Copy all of the material below word for word, but leave out the pictures.

"""

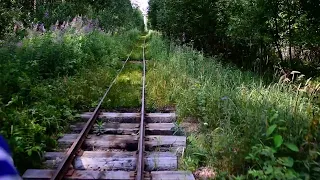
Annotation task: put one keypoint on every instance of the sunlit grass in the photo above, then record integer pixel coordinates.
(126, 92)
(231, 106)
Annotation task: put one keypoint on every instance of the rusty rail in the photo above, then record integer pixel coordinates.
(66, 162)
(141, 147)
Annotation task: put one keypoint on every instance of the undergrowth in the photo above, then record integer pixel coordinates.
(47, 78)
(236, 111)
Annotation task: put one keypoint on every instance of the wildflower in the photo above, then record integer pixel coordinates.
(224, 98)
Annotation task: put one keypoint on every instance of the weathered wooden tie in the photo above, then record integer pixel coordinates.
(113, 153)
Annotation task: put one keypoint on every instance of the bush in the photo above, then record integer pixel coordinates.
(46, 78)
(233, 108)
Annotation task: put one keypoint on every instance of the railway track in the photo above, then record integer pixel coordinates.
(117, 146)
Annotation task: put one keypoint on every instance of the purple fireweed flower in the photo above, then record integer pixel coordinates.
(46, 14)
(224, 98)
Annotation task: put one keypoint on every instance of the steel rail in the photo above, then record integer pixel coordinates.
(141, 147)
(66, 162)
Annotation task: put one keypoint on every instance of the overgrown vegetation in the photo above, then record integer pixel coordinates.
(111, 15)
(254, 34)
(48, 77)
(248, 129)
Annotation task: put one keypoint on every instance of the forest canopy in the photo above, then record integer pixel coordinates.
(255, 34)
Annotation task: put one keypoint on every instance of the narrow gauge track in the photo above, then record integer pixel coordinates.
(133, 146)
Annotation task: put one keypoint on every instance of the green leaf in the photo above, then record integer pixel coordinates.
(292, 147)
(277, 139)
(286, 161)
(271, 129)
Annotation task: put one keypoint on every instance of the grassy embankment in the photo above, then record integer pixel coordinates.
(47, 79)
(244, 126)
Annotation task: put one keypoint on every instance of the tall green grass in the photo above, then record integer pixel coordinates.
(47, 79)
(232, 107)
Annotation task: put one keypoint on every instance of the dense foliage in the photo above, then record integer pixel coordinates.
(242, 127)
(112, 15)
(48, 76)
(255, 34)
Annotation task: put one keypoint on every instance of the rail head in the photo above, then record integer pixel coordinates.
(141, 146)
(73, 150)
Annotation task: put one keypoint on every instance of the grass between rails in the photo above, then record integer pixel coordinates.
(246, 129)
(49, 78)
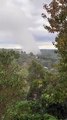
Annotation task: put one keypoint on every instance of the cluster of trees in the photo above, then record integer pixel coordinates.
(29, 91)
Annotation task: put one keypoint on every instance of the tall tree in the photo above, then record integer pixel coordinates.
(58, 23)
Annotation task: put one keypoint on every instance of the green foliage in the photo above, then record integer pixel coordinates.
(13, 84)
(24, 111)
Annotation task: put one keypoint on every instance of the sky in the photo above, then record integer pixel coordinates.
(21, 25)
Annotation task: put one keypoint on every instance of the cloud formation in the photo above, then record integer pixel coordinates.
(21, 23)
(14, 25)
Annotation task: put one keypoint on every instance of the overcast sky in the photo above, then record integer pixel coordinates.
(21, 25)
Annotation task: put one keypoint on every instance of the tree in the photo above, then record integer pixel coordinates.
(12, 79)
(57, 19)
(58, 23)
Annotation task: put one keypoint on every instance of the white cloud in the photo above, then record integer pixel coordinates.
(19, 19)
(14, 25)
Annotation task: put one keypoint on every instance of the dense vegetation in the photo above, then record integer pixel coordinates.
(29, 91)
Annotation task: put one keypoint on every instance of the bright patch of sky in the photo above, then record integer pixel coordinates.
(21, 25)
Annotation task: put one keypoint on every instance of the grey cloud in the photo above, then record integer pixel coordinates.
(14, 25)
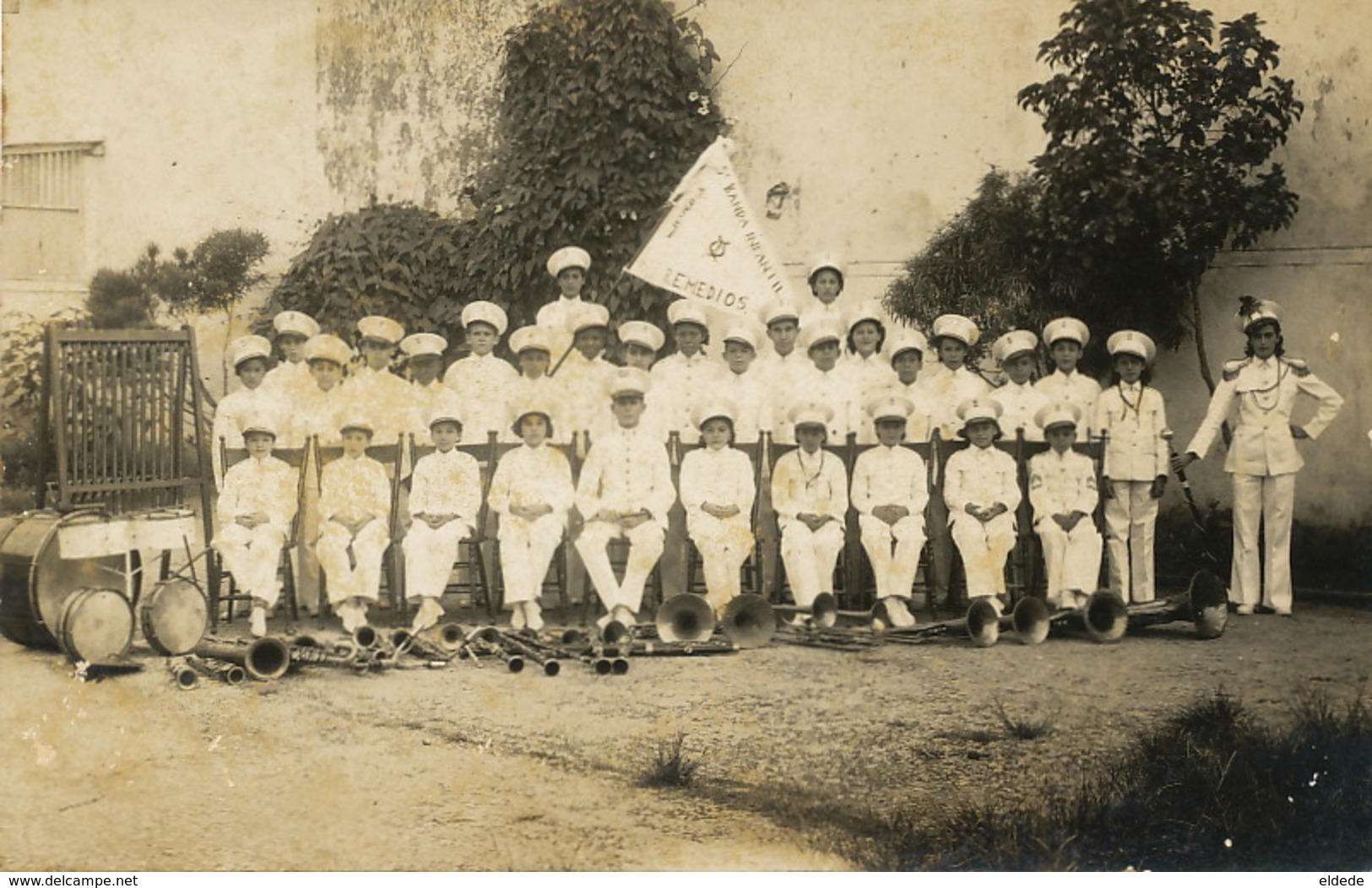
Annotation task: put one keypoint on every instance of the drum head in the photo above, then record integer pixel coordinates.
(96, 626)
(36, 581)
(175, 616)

"""

■ Finished answer ■
Annotation task: put one keypoint on every instance of the sunlit grass in the photo above, then record integer pixel coordinates.
(126, 92)
(231, 106)
Annotation task: put one keypoint on every instance of the rusty rail in the photo above, then record integer pixel coordinates.
(66, 162)
(141, 147)
Annotation task: put one keypoint on every instance of the undergrowth in the photo above, then record integer pixel coordinates.
(47, 78)
(236, 111)
Annotation task: put one keypoint on every instance of the wildflower in the photo above, then record integer pixel coordinates.
(224, 98)
Annotation task: put one keypoint on every instance of the weathered wooden tie in the photo above, then record integer pixel coordinates.
(113, 153)
Annotation task: put one keypoint on every instance of the bush in the photo above, then record integer pixel coordinates.
(46, 78)
(233, 108)
Annotation task: put one keypoint on every instance of the railway track in the photo above, then record integer pixel coordinates.
(117, 146)
Annotation task: put one keypoint on every instance of the purple fireweed flower in the photo above, then record integer pixel coordinates.
(46, 14)
(224, 98)
Annotation task: put one keypoint on every instance of the steel rail in the photo above, then record integer pixel coordinates.
(141, 147)
(66, 162)
Annotation task: put one keypoint on every instance of the overgrown vegetation in the photo above, then record integer pixel coordinates.
(111, 15)
(254, 34)
(48, 77)
(248, 129)
Annotation task: put one keypoint on every instance of the forest canopy in the photo above, then record integer pixel coordinates.
(255, 34)
Annotation task: put one keypoint on every instance of the narrow gauge track in the photo above, then record integer pixel coordinates.
(133, 146)
Annotation task: put one keypoint on every instance of the green leaf in the photo above, then record integer pixel coordinates.
(292, 147)
(277, 139)
(286, 161)
(271, 129)
Annotation task: put one keypoint on every instance of the grassy embankment in the photo above, then record integer pixel coordinates.
(47, 79)
(244, 126)
Annotation task: put one keypoint on every instance of the tall green grass in the photo above, then record integer pixel coordinates.
(47, 79)
(232, 107)
Annotation task: put one keypoint on every instance of the dense foliage in the photo above, then record integer pixel coordinates.
(242, 127)
(112, 15)
(48, 76)
(255, 34)
Annotation task: put one keypoint on every instance of the rail head in the photo above, then record integer pixel coordinates.
(141, 146)
(73, 150)
Annotation task: put one keypoint on every instance of the grass between rails in the photo above, then record integer pixel coordinates.
(246, 129)
(49, 78)
Annotation task: put one keypoint on every instance of the cluster of trees in the photo above, then record integer pixel coordinates.
(29, 91)
Annotation task: put one keypoint on every instance of the tall tree in the photo above, then record integer pixel coordinates.
(58, 23)
Annotation task: put one keypoint on every instance of the green foliage in the photo above, then record integer pixel coordinates.
(13, 84)
(24, 111)
Annotation task: put one keypoint on every instance of the sky in the photo above, then record integer pixel coordinates.
(21, 25)
Annotation task: put one keypoint on every instance of the cloud formation in the photo above, then record integer pixel coordinates.
(21, 23)
(14, 25)
Annotation task: put one keypoint on every instance of the overcast sky in the photo above, then record integer pixel coordinates.
(21, 25)
Annotation task: put one keypoint on every instance of the tree in the photo above, then record integer pixel coordinates.
(12, 79)
(57, 19)
(58, 23)
Annotation task: put one keypoint on every instance of the white cloud in the photo above, then record integer pixel coordinates.
(19, 19)
(14, 25)
Annotation task: put one keypoint on every instance of the dense vegetation in the photo above, then record integer pixel coordinates.
(29, 91)
Annotation task: put one keypoint on every instance of the bright patch of sky in the photo above, then record integer pixel coordinates.
(21, 25)
Annotation task: put one keypoint on every instance of the grey cloud in the photo above, then record integer pixel coordinates.
(14, 25)
Annotation task: put one keypoint on every instance of the drum head in the photo above, then record integer pixel coordinates.
(96, 626)
(36, 581)
(175, 616)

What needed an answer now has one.